À faire: Citez mot pour mot le texte sur Busby Berkeley, tout ce qui va de « Un milliardaire puritain » jusqu'à « séquences musicales. ».

Un milliardaire puritain et son cousin
tentent de compromettre une toute nouvelle production de Broadway mise
en scène par un de leurs parents éloignés.
En trois triomphes artistiques et commerciaux signés en durant la seule année 1933 (42e rue et Prologue de Lloyd Bacon, Gold Diggers of 1933
de Mervyn LeRoy), Busby Berkeley était devenu une figure incontournable
de la Warner avec ses numéros musicaux extravagant. Cette importance se
manifesterait également au générique des films puisque de simple
chorégraphe sur Gold Diggers of 1933 et 42e rue
il serait désormais crédité comme coréalisateur et seul créateur des
séquences musicales.
Cette mainmise progressive permet du coup de saluer
le talent de Lloyd Bacon et Mervyn Leroy puisque dans leurs films le
final sur un grande séquence musicale constituait le point d'orgue mais
pas la seule raison d'être d'un récit qui aura su nous tenir en haleine
par son énergie et euphorie (Prologue), sa force drame (42e rue) et une tonalité constamment inscrite dans le contexte d'alors de la Grande Dépression (42e rue). Avec Dames
(1934), la formule est désormais bien installée tout comme les acteurs
récurrents (on retrouve le couple Dick Powell/Ruby Keeler, Joan Blondell
ou encore Hugh Herbert et Guy Kibbee caution comique des films
précédents) et le réalisateur semble avoir une marge plus réduite, Ray
Enright étant le troisième choix après notamment la défection de Archie
Mayo initialement envisagé.

Données fournies:

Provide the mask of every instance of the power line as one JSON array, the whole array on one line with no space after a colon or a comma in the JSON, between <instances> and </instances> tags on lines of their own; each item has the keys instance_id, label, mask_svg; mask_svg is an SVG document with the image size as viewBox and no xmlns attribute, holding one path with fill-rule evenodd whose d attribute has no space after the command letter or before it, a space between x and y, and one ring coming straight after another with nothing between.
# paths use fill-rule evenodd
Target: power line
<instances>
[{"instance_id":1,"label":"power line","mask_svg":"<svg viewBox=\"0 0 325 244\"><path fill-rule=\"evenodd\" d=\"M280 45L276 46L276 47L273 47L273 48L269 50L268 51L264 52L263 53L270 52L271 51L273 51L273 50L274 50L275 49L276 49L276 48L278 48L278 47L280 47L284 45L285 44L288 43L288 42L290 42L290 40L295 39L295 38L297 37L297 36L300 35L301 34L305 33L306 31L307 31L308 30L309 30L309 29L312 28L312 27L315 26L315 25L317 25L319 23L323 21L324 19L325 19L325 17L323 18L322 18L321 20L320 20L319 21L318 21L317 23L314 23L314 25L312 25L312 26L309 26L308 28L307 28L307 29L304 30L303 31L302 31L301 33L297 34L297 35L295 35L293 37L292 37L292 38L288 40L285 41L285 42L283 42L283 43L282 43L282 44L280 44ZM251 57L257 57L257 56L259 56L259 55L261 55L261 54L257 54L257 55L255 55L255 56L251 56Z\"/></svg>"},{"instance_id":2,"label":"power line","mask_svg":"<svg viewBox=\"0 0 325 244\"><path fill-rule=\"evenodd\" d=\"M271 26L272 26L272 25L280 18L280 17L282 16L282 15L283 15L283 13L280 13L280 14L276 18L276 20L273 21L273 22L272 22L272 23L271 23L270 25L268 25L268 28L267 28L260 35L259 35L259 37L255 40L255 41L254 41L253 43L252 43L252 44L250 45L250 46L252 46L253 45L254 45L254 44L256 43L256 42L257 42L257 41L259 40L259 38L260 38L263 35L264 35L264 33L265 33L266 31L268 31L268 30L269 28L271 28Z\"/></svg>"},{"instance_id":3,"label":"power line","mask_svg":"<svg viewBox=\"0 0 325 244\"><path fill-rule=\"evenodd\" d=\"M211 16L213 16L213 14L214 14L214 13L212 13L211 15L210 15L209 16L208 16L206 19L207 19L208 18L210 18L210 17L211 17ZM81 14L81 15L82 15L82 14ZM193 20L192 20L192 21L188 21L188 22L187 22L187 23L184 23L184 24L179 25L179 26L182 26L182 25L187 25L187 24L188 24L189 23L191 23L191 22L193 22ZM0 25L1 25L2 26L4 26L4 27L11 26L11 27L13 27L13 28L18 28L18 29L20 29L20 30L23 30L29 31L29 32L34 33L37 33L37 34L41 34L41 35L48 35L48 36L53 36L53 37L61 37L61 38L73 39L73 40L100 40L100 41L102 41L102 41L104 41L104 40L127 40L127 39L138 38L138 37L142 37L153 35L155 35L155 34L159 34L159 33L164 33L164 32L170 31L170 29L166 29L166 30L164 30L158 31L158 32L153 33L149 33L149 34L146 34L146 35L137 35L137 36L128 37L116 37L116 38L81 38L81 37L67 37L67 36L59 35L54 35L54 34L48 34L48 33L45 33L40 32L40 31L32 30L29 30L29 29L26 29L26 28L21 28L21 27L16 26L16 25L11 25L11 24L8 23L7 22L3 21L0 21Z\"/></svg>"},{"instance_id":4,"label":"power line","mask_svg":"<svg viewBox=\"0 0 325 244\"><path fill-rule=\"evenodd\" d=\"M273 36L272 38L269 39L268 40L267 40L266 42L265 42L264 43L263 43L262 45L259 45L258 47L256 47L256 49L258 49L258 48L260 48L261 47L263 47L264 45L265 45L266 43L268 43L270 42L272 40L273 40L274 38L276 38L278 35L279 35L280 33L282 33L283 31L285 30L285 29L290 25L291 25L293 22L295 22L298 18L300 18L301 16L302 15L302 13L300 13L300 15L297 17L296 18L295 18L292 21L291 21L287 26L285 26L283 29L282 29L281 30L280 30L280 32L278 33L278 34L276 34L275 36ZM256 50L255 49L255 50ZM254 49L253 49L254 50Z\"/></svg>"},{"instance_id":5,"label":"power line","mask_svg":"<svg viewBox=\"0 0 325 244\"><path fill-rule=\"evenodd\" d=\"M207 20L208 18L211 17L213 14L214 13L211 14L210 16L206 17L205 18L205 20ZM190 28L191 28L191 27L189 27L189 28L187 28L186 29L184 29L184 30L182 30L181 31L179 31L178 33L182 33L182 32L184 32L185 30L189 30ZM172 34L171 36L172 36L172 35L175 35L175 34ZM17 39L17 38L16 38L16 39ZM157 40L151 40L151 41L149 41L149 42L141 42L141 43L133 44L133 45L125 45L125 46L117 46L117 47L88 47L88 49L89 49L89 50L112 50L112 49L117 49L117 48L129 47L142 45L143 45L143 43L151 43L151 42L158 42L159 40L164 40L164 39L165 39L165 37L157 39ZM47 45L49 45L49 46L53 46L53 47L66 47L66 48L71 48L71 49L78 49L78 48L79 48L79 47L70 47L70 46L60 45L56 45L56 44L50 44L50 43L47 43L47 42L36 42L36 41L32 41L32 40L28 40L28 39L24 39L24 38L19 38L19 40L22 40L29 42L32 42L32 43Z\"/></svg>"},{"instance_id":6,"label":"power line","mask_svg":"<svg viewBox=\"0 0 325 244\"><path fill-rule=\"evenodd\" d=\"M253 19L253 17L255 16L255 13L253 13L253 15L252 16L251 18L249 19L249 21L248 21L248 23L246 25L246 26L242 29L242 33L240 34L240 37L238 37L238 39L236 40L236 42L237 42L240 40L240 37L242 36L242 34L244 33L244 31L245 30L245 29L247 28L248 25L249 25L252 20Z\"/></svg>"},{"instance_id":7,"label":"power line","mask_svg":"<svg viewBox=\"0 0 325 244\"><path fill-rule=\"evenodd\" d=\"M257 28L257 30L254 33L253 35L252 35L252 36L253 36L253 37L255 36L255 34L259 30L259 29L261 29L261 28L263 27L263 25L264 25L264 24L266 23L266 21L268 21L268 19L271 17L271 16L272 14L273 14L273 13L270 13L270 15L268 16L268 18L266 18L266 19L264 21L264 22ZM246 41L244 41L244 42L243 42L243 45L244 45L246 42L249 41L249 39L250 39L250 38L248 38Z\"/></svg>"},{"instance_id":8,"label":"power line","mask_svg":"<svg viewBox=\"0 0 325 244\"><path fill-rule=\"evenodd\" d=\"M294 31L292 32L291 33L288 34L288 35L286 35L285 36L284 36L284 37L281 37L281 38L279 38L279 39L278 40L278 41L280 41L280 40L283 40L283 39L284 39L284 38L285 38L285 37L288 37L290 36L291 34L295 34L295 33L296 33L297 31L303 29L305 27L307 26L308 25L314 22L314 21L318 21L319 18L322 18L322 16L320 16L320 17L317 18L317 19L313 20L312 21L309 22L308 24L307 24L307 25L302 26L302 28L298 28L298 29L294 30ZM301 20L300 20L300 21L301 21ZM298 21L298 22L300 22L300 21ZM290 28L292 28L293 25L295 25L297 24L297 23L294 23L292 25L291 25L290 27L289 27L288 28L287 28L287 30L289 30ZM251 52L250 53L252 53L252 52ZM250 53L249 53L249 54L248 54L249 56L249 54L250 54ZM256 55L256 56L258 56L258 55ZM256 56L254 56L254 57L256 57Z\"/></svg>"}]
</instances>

Réponse:
Un milliardaire puritain et son cousin
tentent de compromettre une toute nouvelle production de Broadway mise
en scène par un de leurs parents éloignés.
En trois triomphes artistiques et commerciaux signés en durant la seule année 1933 (42e rue et Prologue de Lloyd Bacon, Gold Diggers of 1933
de Mervyn LeRoy), Busby Berkeley était devenu une figure incontournable
de la Warner avec ses numéros musicaux extravagant. Cette importance se
manifesterait également au générique des films puisque de simple
chorégraphe sur Gold Diggers of 1933 et 42e rue
il serait désormais crédité comme coréalisateur et seul créateur des
séquences musicales.